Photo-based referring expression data

----

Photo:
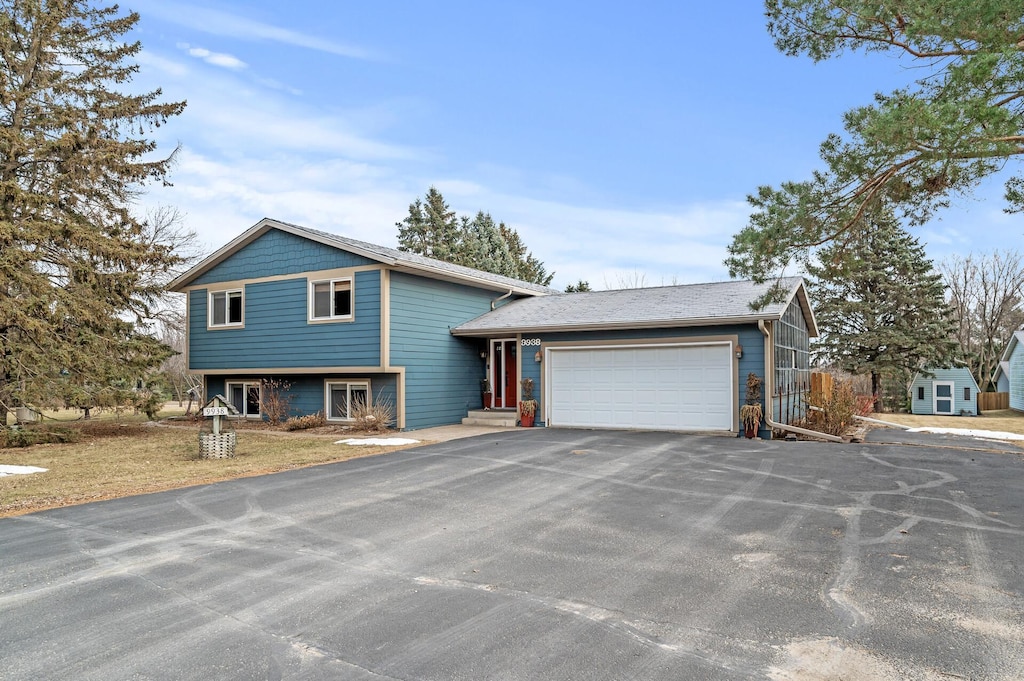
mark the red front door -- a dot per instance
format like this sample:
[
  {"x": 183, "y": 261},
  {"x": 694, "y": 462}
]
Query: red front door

----

--- Assigned task ---
The result should be an exact copy of every entry above, with no pictures included.

--- Solution to this problem ---
Photo:
mark the red front door -- a dot per instance
format like this sample:
[
  {"x": 183, "y": 261},
  {"x": 694, "y": 462}
]
Query: red front door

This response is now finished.